# [Goal of the exercise]
Can you reproduce the records below, renaming every "target" to "object" and leaving everything else unchanged?

═══ Exercise inputs

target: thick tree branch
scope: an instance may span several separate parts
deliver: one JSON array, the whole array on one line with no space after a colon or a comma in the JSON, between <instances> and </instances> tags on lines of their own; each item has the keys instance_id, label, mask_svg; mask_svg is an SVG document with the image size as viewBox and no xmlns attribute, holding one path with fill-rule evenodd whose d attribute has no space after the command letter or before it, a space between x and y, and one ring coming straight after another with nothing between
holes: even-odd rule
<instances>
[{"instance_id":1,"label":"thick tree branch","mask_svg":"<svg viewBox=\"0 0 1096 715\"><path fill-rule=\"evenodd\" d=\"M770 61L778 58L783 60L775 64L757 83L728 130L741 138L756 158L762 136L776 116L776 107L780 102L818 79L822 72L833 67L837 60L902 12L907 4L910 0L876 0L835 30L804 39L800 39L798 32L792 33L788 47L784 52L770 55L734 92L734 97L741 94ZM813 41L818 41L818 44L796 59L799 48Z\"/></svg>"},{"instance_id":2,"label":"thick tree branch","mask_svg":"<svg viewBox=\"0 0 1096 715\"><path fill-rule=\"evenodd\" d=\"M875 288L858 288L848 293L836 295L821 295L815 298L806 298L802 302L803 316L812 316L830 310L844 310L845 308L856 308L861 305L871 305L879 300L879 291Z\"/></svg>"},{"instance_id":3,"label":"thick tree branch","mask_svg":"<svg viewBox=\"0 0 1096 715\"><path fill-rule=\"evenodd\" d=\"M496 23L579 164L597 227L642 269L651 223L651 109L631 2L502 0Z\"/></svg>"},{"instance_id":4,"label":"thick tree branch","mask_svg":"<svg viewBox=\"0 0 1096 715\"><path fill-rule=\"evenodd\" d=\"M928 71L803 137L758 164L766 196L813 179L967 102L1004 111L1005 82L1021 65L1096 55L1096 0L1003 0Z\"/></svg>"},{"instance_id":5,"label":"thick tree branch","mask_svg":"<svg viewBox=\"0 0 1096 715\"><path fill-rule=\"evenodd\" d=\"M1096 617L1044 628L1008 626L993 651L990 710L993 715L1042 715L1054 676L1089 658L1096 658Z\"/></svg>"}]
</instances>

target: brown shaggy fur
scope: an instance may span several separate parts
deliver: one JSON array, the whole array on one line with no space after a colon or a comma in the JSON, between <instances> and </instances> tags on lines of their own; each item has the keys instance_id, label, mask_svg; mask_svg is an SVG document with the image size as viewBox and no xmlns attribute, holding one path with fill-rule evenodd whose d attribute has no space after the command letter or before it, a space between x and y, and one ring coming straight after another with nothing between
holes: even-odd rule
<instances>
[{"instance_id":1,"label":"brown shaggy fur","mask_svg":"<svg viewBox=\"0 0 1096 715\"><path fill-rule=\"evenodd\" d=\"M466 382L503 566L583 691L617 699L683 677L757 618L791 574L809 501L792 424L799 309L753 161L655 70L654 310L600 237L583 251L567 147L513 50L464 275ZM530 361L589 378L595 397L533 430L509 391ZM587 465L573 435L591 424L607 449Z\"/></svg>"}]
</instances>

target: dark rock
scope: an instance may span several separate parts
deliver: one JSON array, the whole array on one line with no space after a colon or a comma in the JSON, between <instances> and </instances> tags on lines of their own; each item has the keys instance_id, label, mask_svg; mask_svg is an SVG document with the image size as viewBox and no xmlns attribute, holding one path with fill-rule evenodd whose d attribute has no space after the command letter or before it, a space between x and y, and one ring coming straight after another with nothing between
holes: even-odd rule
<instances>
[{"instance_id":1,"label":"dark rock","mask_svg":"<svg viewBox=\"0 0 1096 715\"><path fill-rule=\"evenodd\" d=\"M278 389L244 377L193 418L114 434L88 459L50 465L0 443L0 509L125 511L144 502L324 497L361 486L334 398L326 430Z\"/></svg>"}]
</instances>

══════

# [Problem solution]
object: thick tree branch
scope: an instance may span several separate parts
deliver: one JSON array, the whole array on one line with no space after a colon or a comma in the JSON, between <instances> and </instances> tags on lines of their own; each item has the keys instance_id, label, mask_svg; mask_svg is an SVG document with the image size as viewBox and no xmlns attribute, holding one path with fill-rule evenodd whose d attribute has no space after the command letter or before it, a space between x and y, and one ring coming straight after another with nothing between
holes: even-odd rule
<instances>
[{"instance_id":1,"label":"thick tree branch","mask_svg":"<svg viewBox=\"0 0 1096 715\"><path fill-rule=\"evenodd\" d=\"M770 61L778 58L783 60L775 64L757 83L728 130L741 138L756 158L762 136L776 116L776 107L780 102L818 79L822 72L833 67L837 60L902 12L907 4L910 0L876 0L835 30L804 39L800 39L798 32L792 33L788 47L784 52L770 55L734 92L734 97L741 94ZM813 41L818 41L818 44L796 59L799 48Z\"/></svg>"},{"instance_id":2,"label":"thick tree branch","mask_svg":"<svg viewBox=\"0 0 1096 715\"><path fill-rule=\"evenodd\" d=\"M875 288L858 288L848 293L836 295L821 295L815 298L806 298L802 302L803 316L812 316L830 310L844 310L845 308L856 308L861 305L871 305L879 300L879 291Z\"/></svg>"},{"instance_id":3,"label":"thick tree branch","mask_svg":"<svg viewBox=\"0 0 1096 715\"><path fill-rule=\"evenodd\" d=\"M496 23L579 164L597 227L642 269L651 223L651 109L631 2L502 0Z\"/></svg>"},{"instance_id":4,"label":"thick tree branch","mask_svg":"<svg viewBox=\"0 0 1096 715\"><path fill-rule=\"evenodd\" d=\"M928 71L803 137L758 164L766 196L813 179L967 102L1004 111L1005 82L1021 65L1096 55L1096 0L1003 0Z\"/></svg>"},{"instance_id":5,"label":"thick tree branch","mask_svg":"<svg viewBox=\"0 0 1096 715\"><path fill-rule=\"evenodd\" d=\"M1096 617L1044 628L1008 626L993 651L990 710L993 715L1042 715L1054 676L1089 658L1096 658Z\"/></svg>"}]
</instances>

object: brown shaggy fur
scope: an instance may span several separate parts
deliver: one JSON array, the whole array on one line with no space after a colon or a comma in the JSON, between <instances> and </instances> tags on lines of their own; each item has the keys instance_id, label, mask_svg; mask_svg is an SVG document with the image size as viewBox and no xmlns attribute, holding one path with fill-rule evenodd whose d attribute has no space after the command letter or before it, a space between x and y, and one ring coming straight after another with nothing between
holes: even-odd rule
<instances>
[{"instance_id":1,"label":"brown shaggy fur","mask_svg":"<svg viewBox=\"0 0 1096 715\"><path fill-rule=\"evenodd\" d=\"M466 382L503 566L583 691L617 699L683 677L757 618L791 574L809 501L792 424L799 309L753 161L655 70L654 310L600 237L583 251L567 147L513 50L464 275ZM530 361L589 378L595 397L533 430L509 391ZM587 465L573 435L591 424L607 449Z\"/></svg>"}]
</instances>

object: dark rock
scope: an instance may span several separate parts
deliver: one JSON array, the whole array on one line with no space after a colon or a comma in the JSON, between <instances> and </instances> tags on lines of their own; each item has the keys instance_id, label, mask_svg; mask_svg is an SVG document with the image size as viewBox and no xmlns attribute, holding one path with fill-rule evenodd whose d attribute has no space after the command letter or before it, a space between x and y, and one ring coming straight after another with nothing between
holes: even-odd rule
<instances>
[{"instance_id":1,"label":"dark rock","mask_svg":"<svg viewBox=\"0 0 1096 715\"><path fill-rule=\"evenodd\" d=\"M278 389L244 377L193 418L114 434L88 459L50 465L0 443L0 509L125 511L144 502L324 497L361 486L334 398L326 430Z\"/></svg>"}]
</instances>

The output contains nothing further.